* Your goal: Copy the items starting at the line that contains "the soccer player" and ending at the line that contains "point(800, 164)", changing every "soccer" to "football" and leaving everything else as it is.

* Records for processing:
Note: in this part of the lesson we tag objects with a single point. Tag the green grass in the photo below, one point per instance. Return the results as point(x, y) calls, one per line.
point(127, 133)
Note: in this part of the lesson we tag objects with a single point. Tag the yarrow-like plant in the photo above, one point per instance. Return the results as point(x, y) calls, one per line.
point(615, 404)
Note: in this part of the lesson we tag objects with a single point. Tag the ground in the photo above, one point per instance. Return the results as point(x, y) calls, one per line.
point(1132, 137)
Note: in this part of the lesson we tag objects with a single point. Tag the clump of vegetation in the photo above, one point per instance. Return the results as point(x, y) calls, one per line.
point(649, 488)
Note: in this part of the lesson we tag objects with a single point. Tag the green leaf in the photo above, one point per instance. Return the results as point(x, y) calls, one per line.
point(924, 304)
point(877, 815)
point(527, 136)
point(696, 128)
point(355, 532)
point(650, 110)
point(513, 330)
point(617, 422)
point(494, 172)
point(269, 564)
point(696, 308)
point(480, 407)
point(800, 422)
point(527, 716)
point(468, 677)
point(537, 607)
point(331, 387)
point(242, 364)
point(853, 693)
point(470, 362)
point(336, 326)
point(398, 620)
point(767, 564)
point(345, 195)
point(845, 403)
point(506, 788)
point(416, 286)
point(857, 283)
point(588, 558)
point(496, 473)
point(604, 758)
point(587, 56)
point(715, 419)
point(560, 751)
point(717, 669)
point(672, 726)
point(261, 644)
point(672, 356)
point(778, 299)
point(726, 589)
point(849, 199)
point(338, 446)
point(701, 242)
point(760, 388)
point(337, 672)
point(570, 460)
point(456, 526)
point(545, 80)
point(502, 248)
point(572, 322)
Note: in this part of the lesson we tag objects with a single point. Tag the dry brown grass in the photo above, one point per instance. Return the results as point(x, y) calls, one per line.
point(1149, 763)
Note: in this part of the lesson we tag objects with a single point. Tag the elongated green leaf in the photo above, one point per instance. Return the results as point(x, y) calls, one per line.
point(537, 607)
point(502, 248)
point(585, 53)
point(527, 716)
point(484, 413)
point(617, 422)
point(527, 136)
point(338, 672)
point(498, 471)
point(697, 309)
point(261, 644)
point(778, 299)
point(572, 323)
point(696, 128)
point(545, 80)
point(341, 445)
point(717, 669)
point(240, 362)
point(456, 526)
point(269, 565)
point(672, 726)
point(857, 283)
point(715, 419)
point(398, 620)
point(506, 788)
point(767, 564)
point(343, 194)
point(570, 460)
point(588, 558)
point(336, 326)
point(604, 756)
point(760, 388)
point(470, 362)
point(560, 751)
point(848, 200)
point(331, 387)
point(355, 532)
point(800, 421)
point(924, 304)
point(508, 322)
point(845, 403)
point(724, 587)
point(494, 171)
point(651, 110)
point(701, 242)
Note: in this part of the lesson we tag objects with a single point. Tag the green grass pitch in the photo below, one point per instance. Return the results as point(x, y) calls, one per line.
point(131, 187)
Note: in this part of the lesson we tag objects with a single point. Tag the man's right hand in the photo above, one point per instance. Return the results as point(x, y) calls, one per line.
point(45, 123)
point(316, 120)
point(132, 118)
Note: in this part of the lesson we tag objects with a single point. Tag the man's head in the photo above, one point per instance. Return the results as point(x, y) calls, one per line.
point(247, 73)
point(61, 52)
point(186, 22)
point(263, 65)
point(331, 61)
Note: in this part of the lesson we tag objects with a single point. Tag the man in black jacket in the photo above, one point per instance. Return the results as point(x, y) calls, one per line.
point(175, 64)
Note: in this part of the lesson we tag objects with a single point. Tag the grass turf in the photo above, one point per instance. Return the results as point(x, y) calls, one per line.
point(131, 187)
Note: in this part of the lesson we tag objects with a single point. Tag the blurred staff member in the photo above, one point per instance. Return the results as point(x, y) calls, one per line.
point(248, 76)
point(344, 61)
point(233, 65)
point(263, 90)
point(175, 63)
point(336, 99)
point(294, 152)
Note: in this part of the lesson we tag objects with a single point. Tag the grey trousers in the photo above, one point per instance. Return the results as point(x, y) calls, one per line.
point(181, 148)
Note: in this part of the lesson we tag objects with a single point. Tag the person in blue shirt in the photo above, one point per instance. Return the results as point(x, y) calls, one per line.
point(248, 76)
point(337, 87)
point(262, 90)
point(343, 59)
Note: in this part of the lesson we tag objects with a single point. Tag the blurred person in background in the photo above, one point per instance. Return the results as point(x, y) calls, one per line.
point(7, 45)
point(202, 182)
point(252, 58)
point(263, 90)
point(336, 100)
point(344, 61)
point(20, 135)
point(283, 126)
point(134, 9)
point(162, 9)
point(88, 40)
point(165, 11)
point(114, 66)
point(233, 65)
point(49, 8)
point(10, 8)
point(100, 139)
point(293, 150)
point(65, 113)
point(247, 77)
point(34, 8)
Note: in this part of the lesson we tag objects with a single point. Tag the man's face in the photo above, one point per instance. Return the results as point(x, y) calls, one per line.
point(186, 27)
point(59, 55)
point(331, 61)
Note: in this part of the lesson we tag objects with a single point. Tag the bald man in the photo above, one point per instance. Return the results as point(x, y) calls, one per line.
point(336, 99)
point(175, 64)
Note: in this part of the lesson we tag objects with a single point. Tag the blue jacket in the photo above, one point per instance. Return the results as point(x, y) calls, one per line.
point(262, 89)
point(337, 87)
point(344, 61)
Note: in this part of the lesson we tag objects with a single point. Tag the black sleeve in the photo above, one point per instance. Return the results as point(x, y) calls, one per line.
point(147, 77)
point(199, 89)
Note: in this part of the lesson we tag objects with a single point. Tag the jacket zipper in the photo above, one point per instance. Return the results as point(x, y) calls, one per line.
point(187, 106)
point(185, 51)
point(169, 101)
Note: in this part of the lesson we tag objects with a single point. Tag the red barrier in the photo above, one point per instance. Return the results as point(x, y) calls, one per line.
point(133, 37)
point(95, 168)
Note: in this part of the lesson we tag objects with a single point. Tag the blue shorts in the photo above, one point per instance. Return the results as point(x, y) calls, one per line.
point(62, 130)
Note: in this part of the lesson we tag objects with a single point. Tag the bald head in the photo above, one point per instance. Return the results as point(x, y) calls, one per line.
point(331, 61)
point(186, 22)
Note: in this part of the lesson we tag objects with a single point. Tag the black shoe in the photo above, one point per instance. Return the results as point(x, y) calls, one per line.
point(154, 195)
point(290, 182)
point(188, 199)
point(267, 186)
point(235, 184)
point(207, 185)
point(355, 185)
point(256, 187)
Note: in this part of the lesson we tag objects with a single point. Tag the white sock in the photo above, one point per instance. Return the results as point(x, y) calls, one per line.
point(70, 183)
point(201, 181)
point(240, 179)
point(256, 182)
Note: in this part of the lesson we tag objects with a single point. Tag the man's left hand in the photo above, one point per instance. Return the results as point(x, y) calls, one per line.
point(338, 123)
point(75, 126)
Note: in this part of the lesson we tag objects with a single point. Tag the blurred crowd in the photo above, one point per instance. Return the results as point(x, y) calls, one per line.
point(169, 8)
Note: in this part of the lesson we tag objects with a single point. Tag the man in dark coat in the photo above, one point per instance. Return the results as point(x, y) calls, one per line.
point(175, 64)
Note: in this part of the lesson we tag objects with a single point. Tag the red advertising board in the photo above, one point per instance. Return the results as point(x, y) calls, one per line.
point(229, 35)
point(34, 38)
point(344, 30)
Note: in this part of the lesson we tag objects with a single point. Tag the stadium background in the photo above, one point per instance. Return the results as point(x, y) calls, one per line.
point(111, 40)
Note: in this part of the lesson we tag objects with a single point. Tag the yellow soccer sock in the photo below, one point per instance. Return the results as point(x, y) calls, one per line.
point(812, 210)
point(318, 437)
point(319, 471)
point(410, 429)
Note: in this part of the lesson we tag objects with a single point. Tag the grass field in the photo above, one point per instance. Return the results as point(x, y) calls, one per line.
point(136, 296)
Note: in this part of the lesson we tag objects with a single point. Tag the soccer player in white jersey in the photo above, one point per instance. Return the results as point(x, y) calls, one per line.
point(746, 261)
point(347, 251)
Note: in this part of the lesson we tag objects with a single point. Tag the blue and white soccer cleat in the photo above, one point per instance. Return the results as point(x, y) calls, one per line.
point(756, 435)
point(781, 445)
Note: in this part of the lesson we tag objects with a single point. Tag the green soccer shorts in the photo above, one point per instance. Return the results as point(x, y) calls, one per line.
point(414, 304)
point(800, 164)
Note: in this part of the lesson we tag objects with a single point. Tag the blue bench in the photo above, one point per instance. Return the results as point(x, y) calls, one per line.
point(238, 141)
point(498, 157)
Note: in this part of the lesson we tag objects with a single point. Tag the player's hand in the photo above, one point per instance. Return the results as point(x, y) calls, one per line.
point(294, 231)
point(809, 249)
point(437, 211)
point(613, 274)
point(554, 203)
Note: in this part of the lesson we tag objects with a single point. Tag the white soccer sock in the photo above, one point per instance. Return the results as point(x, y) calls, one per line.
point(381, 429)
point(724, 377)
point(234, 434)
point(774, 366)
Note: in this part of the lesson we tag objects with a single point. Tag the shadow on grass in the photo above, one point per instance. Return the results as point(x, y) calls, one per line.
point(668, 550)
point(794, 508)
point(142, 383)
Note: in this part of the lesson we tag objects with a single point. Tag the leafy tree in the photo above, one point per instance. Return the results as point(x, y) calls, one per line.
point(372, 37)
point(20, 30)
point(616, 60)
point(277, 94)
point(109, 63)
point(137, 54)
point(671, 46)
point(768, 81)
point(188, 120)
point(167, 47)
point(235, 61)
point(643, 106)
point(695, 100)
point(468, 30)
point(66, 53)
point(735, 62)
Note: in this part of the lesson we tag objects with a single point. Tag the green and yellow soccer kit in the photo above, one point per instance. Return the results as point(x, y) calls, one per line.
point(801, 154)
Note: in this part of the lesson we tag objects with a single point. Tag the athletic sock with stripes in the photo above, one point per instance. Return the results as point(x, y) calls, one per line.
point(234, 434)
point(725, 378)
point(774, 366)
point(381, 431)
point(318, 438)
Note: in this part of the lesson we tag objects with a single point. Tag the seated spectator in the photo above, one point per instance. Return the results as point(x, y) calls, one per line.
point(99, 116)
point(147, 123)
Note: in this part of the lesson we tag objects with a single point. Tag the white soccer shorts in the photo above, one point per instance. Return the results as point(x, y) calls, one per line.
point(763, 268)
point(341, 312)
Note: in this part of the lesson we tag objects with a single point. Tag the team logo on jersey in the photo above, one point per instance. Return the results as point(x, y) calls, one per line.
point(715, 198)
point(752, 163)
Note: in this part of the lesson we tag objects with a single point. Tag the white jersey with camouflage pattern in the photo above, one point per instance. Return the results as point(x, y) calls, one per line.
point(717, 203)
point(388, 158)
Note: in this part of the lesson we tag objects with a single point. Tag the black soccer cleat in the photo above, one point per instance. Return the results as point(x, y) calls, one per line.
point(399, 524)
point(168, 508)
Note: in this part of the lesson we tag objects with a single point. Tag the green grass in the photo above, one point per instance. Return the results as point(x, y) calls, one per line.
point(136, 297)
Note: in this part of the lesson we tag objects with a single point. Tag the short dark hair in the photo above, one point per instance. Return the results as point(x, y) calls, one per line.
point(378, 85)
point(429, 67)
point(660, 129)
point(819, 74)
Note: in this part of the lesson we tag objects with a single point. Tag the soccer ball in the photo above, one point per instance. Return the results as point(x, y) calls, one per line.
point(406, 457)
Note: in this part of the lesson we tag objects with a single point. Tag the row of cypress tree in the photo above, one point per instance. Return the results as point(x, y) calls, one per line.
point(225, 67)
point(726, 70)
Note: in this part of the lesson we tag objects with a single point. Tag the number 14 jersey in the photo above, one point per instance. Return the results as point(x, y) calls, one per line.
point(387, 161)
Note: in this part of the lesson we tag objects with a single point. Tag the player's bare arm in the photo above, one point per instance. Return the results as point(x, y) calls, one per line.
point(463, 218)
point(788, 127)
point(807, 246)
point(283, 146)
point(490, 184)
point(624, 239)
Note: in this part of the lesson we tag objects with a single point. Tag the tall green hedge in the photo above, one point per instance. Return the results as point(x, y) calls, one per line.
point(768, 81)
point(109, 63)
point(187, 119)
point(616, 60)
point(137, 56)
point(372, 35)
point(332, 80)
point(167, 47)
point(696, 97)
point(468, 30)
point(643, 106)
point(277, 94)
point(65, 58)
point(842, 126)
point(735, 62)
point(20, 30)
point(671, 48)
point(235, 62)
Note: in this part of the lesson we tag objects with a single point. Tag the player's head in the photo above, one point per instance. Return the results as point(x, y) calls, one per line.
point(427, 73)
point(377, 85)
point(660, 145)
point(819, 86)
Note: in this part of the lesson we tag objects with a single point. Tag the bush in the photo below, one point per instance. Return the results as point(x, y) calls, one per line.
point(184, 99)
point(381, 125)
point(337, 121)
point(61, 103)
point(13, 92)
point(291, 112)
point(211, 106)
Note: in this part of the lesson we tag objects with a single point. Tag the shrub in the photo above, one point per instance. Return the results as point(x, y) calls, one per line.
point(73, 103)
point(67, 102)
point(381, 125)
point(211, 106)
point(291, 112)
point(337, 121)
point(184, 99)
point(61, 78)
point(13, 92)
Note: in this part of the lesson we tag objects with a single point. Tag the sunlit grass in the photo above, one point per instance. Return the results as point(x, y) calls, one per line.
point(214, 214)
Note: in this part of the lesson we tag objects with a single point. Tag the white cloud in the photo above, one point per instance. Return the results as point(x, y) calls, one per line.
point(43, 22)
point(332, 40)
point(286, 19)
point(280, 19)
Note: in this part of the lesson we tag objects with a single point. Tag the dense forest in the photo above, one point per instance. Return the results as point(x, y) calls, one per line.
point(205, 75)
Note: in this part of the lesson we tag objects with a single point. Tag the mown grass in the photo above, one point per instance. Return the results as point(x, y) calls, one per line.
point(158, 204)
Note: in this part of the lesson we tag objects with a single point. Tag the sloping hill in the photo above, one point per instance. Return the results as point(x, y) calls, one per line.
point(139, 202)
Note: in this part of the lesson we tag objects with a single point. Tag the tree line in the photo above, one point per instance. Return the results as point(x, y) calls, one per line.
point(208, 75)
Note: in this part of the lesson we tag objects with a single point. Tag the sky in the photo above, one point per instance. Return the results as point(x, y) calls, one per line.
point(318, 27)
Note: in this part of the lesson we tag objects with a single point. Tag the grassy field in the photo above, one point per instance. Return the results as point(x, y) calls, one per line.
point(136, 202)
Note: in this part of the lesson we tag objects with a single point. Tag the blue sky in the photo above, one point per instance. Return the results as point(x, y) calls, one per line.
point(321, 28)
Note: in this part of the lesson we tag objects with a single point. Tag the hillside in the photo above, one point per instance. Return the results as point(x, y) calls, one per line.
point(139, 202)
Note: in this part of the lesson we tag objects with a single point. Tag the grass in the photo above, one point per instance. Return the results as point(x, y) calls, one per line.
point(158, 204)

* Exercise output:
Note: in this part of the lesson we tag objects with a single point. Tag the football player in white jersey in the photo above, one point per instance. Return the results as point(x, y) calls, one per line.
point(746, 261)
point(347, 251)
Note: in this part of the lesson we tag objects with a single point. Tag the blue and white football cleat in the photo above, one point per instance. Return the results as point(x, y) calls, one per line.
point(756, 435)
point(781, 445)
Note: in this part of the lesson we tag objects with a single point. Tag the green football shorts in the photo above, one point per instance. Return the results as point(x, y) calls, one per line.
point(414, 304)
point(800, 164)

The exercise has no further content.